__REQUIRED ACTION__.
Would you please transcribe, exactly as written, the lines of the entries below starting at the one that holds "the pencil line" and ending at the one that holds "the person's left", both included?

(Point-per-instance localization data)
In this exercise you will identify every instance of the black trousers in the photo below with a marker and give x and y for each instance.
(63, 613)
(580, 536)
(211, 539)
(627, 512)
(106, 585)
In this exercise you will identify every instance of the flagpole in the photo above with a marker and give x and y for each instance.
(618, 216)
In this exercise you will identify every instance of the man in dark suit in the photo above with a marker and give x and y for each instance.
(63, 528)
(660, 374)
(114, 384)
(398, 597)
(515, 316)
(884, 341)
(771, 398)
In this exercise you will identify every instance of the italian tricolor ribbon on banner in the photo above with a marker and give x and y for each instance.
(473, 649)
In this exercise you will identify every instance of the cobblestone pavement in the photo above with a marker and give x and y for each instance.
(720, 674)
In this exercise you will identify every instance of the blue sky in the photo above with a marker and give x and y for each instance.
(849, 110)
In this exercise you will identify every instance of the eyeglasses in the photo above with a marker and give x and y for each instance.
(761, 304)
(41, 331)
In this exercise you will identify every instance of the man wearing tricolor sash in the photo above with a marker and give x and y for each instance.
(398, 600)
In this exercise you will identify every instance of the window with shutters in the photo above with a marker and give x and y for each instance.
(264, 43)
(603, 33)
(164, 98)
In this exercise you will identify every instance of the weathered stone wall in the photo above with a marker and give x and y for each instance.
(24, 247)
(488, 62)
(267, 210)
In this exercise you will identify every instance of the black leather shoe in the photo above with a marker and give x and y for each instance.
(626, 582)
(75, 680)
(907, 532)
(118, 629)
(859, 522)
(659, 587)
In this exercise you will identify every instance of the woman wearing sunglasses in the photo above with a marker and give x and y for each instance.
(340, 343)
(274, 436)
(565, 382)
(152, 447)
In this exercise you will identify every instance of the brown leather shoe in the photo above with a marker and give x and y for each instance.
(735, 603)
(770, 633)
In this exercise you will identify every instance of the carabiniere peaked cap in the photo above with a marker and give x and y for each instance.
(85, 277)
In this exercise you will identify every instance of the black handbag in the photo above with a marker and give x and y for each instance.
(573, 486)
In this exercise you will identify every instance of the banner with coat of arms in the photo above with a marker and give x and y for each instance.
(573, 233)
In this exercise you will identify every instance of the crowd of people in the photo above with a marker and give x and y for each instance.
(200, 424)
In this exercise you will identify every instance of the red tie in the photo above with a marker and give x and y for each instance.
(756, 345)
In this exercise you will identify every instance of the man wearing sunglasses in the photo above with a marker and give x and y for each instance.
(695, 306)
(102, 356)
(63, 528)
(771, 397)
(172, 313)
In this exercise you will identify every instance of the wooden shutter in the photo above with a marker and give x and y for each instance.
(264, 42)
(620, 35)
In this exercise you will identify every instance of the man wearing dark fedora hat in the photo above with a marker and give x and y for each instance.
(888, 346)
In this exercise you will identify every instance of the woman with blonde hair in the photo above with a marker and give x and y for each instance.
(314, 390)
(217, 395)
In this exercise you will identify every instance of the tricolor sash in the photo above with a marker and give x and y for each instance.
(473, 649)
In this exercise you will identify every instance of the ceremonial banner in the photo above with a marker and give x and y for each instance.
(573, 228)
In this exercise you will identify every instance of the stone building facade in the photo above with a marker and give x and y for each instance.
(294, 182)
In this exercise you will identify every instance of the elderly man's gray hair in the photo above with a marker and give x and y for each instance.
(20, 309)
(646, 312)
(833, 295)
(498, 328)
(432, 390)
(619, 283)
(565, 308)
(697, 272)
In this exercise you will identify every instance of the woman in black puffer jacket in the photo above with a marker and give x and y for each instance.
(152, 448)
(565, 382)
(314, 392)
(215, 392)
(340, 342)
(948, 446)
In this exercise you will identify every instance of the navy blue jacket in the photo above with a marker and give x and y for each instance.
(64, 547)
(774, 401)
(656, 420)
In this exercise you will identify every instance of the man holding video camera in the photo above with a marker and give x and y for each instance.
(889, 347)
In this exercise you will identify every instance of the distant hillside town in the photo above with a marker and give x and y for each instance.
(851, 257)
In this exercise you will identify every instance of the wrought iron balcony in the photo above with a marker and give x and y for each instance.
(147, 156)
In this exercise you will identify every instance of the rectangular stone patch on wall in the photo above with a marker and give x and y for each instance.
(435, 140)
---
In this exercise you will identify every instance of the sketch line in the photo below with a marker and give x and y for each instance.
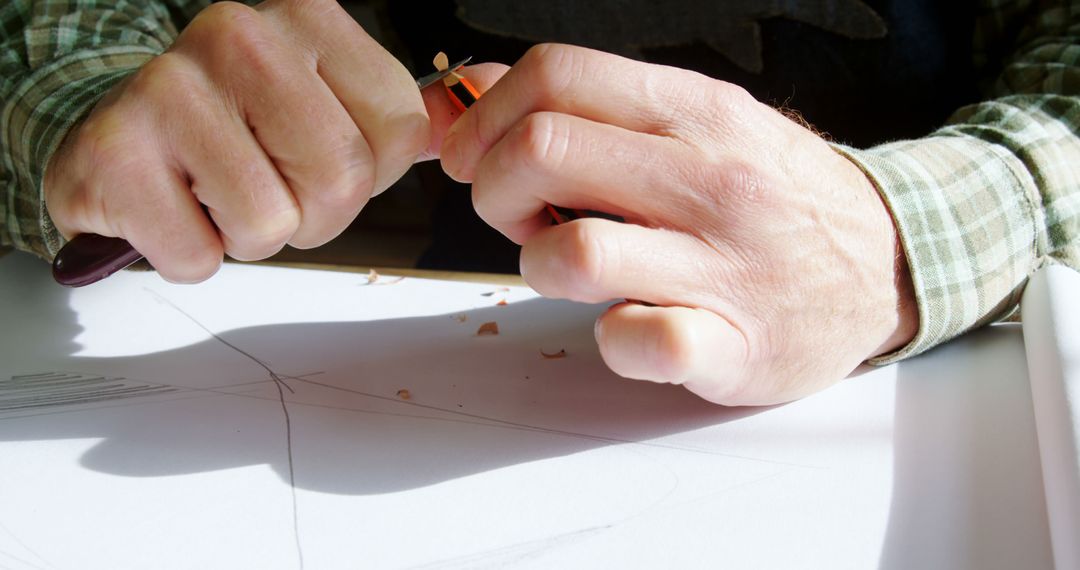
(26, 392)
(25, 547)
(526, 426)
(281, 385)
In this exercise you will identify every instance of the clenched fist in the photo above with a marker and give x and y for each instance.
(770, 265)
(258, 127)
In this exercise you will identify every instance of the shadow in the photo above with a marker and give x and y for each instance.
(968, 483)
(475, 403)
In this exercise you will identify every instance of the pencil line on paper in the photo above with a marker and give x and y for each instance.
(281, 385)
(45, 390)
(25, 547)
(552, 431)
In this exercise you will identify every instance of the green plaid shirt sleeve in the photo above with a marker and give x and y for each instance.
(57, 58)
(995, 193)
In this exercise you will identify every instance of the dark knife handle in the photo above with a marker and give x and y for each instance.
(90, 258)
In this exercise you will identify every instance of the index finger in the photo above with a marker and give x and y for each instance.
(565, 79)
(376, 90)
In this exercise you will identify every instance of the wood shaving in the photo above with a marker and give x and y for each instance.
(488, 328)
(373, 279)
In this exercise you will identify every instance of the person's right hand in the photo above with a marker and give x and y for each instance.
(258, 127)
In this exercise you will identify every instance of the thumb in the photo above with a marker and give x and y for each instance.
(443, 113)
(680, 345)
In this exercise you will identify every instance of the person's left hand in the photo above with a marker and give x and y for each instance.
* * *
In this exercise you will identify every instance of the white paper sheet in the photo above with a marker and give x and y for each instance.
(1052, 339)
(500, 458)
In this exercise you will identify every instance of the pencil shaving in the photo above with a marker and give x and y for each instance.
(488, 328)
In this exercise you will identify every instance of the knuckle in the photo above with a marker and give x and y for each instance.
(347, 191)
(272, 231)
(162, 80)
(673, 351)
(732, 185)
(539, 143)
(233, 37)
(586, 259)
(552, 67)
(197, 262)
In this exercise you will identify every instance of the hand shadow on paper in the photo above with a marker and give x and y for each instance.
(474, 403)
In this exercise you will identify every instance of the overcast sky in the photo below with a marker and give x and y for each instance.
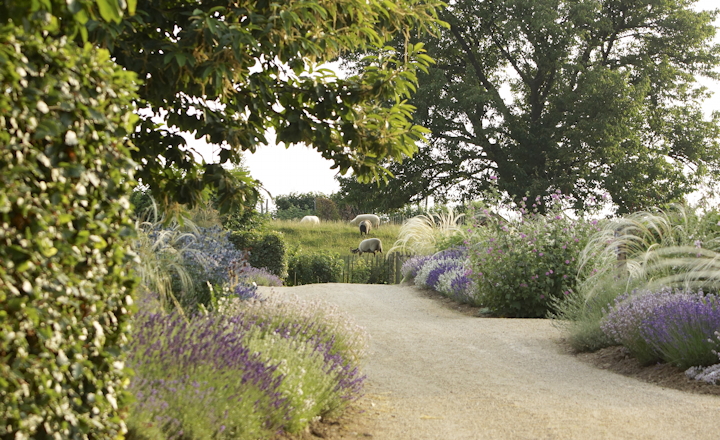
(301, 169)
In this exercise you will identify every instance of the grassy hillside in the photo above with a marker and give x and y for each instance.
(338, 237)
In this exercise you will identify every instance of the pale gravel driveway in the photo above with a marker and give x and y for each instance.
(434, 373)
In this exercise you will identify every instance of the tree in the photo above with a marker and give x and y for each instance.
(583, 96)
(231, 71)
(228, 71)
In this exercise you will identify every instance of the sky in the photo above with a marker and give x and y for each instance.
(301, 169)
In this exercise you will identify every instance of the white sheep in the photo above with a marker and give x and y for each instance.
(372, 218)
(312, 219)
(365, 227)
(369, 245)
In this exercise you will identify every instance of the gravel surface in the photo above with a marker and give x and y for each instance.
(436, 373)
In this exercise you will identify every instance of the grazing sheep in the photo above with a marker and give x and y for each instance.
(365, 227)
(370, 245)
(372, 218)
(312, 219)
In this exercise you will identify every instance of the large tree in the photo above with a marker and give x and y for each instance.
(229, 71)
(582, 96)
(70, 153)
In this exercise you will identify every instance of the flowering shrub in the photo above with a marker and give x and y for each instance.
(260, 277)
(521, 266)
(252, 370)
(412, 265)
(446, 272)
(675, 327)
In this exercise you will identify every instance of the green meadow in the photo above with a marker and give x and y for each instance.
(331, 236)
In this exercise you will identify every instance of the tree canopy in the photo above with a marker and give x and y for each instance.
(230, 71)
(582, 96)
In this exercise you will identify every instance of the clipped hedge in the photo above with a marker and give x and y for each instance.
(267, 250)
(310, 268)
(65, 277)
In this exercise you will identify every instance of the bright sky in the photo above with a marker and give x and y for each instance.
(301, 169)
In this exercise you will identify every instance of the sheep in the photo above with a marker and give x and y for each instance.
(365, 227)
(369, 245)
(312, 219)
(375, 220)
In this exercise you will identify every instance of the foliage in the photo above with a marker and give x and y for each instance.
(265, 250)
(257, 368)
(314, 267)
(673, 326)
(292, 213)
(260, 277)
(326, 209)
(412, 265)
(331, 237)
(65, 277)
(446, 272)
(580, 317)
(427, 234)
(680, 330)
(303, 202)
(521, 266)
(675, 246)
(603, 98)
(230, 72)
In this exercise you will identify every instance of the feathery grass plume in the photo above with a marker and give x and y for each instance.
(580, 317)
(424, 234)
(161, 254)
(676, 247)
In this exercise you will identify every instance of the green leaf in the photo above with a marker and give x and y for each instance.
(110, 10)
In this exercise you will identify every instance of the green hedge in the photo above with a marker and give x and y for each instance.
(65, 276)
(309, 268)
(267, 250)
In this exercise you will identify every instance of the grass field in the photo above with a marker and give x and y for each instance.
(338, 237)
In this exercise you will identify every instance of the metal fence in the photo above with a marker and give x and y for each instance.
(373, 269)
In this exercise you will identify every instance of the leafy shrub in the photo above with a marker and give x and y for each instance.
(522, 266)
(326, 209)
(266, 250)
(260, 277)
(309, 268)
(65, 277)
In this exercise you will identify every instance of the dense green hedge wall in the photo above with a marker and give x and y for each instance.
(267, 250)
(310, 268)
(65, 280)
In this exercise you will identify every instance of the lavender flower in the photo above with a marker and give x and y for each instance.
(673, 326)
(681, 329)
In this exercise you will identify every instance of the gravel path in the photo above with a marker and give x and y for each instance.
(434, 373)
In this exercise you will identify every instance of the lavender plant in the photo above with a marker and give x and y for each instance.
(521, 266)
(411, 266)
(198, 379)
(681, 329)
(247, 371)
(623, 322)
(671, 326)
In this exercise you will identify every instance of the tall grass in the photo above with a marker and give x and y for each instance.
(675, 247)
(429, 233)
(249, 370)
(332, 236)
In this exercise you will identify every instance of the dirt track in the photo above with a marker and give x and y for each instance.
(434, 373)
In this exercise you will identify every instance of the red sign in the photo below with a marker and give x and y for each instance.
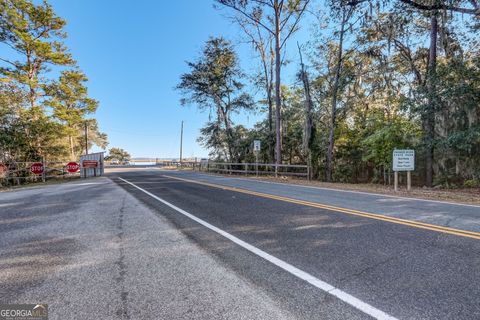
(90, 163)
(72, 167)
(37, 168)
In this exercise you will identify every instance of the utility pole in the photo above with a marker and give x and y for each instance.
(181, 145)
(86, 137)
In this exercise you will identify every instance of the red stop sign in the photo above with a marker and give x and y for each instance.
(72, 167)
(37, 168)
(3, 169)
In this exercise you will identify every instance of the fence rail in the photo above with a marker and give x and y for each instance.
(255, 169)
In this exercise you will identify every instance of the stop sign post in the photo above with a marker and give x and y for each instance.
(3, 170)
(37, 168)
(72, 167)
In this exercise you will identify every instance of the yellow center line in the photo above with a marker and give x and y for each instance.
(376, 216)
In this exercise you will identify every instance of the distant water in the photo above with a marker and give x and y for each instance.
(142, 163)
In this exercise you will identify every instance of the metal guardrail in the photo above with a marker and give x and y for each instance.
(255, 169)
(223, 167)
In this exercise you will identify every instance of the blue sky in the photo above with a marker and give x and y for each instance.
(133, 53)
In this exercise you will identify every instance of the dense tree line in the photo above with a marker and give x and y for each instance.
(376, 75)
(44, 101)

__RESPONSE BELOW__.
In this exercise you will identify every instance of the pencil line on paper in the photo above with a marker and give x and y for each instance.
(281, 385)
(45, 390)
(25, 547)
(552, 431)
In this exercise you will identify every instance of the green plaid shirt sleeve in the photo above with a marker and give x and y for each instance.
(57, 58)
(995, 193)
In this exercise you will identify every instance of the dark knife handle in the photo above with a marker and give x and y for each instance.
(90, 258)
In this exercise you will identify every instance of the index finger in the photo above with a marker and give x and y for each instance.
(565, 79)
(376, 90)
In this exercise you will identify every instance of the wood shaving in the photo above with a marker and give x and y for each instance.
(488, 328)
(373, 279)
In this exercise you will identify every instance of the person's right hand in the photo above with a marker and give x and y for each instance.
(258, 127)
In this exercise you will identify every instance of the thumb in the photo above with a marker and give x and y for each instance.
(443, 113)
(680, 345)
In this exercise you will identify every instance of the person's left hand in the photo above with a marker and give x and y for each instance.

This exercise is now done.